**Your objective:**
Rewrite all of the entries below, replacing "takes a single marker" with "receives one point" wherever it occurs and leaving everything else unchanged. Omit the pictures from your answer.

**Records for processing:**
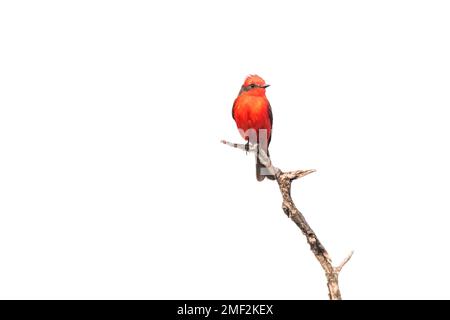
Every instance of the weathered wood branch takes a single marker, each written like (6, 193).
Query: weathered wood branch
(284, 180)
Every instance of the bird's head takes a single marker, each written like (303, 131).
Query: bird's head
(254, 85)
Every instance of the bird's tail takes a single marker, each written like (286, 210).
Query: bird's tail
(261, 170)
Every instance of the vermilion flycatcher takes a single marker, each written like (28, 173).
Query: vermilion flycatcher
(253, 116)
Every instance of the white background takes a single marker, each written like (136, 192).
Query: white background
(113, 183)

**The reply:**
Every instance of the weathered wood branch receives one point, each written like (6, 193).
Query: weathered wood branch
(284, 180)
Every instance of the bird's head receives one point, each written like (303, 131).
Query: bird's head
(254, 85)
Every instance of the bird's tail receives one point, each written like (286, 210).
Query: bird's tail
(261, 170)
Every instance of the vermilion flycatcher receives one point, each written like (28, 173).
Query: vermilion flycatcher
(253, 116)
Every instance of the white background receives one point, each written like (136, 192).
Query: white background
(113, 183)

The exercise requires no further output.